─── Records for the exercise

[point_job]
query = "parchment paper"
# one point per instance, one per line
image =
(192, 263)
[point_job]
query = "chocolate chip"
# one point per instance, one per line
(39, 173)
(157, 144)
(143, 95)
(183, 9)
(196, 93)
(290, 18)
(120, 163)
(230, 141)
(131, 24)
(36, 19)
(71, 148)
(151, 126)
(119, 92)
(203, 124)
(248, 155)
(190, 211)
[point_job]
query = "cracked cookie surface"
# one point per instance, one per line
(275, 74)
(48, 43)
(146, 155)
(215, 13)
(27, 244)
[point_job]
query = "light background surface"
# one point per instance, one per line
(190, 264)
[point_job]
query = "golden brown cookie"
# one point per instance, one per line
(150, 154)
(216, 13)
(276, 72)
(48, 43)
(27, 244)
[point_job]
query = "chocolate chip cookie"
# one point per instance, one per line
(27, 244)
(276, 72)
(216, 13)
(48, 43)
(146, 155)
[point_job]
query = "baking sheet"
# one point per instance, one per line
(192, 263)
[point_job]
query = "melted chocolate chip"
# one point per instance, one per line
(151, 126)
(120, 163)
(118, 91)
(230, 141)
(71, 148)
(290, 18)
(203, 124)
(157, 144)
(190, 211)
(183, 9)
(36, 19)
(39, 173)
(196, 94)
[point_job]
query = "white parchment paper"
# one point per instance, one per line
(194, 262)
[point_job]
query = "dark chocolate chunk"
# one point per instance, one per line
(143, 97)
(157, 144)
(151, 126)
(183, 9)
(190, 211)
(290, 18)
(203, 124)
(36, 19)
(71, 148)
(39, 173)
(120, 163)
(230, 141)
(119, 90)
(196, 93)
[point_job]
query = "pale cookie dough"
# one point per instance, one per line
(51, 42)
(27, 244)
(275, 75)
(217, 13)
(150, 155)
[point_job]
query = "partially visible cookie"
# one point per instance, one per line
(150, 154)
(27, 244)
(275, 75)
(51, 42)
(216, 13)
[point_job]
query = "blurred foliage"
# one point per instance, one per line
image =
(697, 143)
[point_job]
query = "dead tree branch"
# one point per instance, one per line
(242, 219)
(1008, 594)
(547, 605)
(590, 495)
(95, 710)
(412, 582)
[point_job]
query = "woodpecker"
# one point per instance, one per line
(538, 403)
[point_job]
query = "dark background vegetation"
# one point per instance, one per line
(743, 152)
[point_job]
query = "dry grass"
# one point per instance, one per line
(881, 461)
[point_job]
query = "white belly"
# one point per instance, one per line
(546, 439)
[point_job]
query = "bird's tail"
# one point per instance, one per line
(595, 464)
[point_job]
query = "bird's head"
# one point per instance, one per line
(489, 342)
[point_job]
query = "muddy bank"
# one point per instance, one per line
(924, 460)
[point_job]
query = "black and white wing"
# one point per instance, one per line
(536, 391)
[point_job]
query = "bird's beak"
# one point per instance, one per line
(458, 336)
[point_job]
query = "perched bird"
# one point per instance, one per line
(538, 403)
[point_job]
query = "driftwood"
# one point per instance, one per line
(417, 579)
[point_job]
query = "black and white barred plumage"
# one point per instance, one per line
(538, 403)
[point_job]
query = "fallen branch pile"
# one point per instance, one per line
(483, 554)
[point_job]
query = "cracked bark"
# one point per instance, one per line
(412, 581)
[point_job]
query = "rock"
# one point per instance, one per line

──────

▶ Task to carry out: Set out every line from the material that contains the string "bird".

▶ Response:
query = "bird's tail"
query = "bird's head"
query = "bird's beak"
query = "perched bird"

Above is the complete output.